▸ **Data extract**
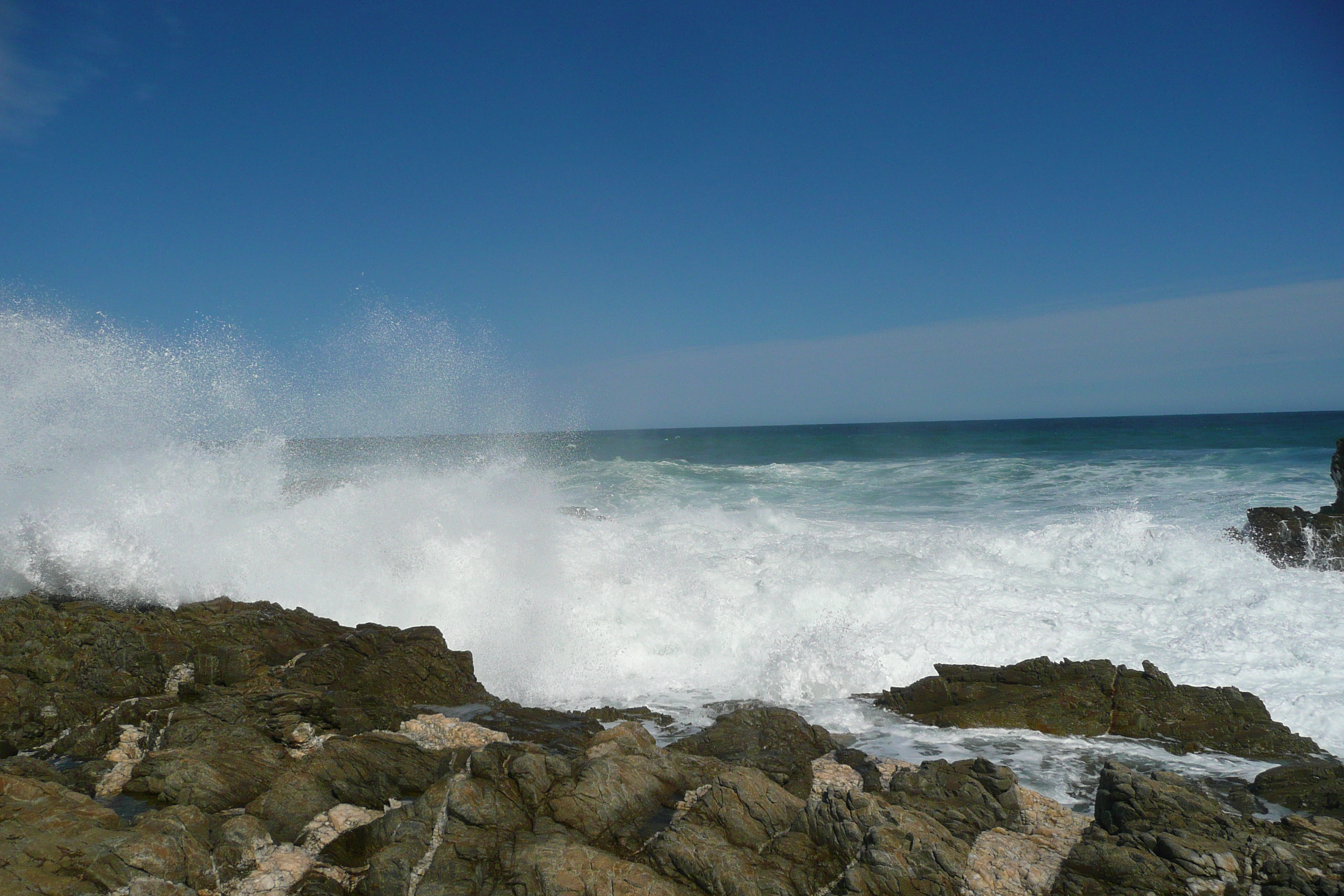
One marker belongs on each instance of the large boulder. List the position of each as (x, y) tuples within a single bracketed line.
[(64, 662), (1315, 788), (1097, 697), (629, 817), (1056, 697), (1293, 537), (968, 797), (1162, 835), (58, 843), (776, 741)]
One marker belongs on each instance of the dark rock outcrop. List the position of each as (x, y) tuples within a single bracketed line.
[(1097, 697), (321, 774), (1316, 788), (64, 662), (776, 741), (1293, 537), (1162, 835)]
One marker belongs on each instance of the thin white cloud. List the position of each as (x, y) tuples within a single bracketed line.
[(1261, 350), (30, 93)]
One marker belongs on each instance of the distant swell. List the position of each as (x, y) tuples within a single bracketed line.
[(133, 471)]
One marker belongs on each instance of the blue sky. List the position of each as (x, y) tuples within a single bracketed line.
[(605, 183)]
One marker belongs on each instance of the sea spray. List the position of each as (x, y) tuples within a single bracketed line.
[(136, 469)]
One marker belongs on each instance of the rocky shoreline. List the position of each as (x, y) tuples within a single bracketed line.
[(1298, 538), (245, 750)]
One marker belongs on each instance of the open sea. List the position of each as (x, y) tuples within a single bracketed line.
[(686, 568)]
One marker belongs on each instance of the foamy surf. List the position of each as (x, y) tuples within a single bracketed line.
[(136, 471)]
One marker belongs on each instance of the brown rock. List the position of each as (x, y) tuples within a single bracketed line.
[(1096, 697), (776, 741)]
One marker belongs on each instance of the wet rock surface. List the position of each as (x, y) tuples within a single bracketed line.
[(1161, 833), (1293, 537), (777, 742), (370, 761), (1097, 697)]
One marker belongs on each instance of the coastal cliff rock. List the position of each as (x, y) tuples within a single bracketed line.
[(370, 761), (777, 742), (1161, 835), (1096, 697), (1293, 537)]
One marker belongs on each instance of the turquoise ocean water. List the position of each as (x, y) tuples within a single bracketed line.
[(686, 568)]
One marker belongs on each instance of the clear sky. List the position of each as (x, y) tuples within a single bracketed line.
[(608, 182)]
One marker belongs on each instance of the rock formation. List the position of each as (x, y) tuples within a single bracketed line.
[(1096, 697), (1293, 537), (1162, 835), (245, 750)]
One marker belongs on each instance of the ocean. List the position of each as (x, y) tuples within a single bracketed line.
[(679, 569)]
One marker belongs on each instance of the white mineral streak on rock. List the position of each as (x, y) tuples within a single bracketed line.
[(689, 801), (304, 739), (1004, 863), (279, 868), (127, 754), (178, 675), (888, 768), (436, 731), (436, 840), (153, 887), (828, 774), (334, 822)]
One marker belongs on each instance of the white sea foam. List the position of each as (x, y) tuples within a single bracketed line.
[(791, 582)]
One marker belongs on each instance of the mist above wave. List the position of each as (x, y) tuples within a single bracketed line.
[(151, 469)]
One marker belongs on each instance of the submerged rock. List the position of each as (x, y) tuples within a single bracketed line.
[(374, 764), (1097, 697), (776, 741), (1293, 537), (1162, 835), (1316, 788)]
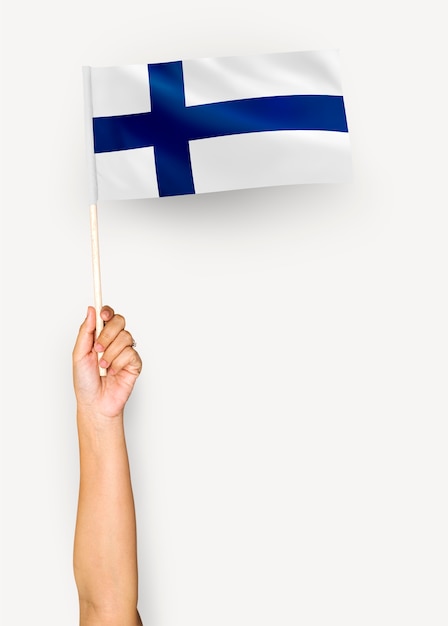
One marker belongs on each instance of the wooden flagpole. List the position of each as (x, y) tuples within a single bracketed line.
[(96, 275)]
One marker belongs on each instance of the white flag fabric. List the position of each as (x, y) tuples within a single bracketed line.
[(214, 124)]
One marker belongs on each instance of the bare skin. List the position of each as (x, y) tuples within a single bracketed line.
[(105, 550)]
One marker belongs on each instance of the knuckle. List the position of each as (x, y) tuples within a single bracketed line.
[(126, 336)]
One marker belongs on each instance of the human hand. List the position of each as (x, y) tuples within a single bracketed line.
[(104, 396)]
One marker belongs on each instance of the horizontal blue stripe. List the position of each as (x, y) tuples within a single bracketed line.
[(235, 117)]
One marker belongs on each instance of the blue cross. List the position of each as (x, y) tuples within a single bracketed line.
[(170, 125)]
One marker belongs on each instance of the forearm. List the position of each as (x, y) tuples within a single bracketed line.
[(105, 555)]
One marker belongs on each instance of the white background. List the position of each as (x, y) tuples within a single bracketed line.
[(288, 434)]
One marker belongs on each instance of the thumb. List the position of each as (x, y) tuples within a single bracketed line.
[(86, 335)]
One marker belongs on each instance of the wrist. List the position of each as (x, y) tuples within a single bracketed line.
[(90, 419)]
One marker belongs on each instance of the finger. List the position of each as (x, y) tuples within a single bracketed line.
[(85, 339), (128, 359), (107, 313), (122, 341), (109, 333)]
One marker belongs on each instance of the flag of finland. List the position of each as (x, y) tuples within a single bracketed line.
[(216, 124)]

▸ **Exercise**
Rescale the records from the line with "One marker belongs on each instance of the mist" up to and including the line with "[(235, 117)]" by writing out every line again, requests included. In the answers, multiply each x and y coordinate by 1.55 and round it to a whole number, rounding halves up, and leave the pictures out.

▸ **Response to this task**
One marker belongs on each instance of the mist above wave. List the position of each as (x, y) tuples within a single bracketed line.
[(234, 727)]
One marker belongs on each instance of the submerged rock. List the position of each as (x, y) tuples within a single bracketed line.
[(580, 1184), (1700, 1080), (1203, 1149), (2004, 832), (1801, 1294), (2040, 1221)]
One marker belongs on each instance of the wooden flagpole. List the position of each as (x, y) tuples within a single bracketed line.
[(149, 426)]
One marker belongs on each instance of the white flag fabric. List the position of each as (x, y) tuples within a single bracketed line.
[(332, 192)]
One marker belongs on each instance of the bare skin. List the position of each as (x, y) tuples within a single bracketed line.
[(163, 853)]
One marker belongs on each instance of the knuckle. List the position of each as (x, y) tuples within a single bracketed line.
[(195, 521)]
One marker belongs on each instance of the human hand. List the position of each as (x, y) tuples within a single bracketed line.
[(161, 614)]
One marker belongs on each instance of the horizontal blue stripe. List the position of each as (x, y) tuples within a single bracketed line.
[(364, 181)]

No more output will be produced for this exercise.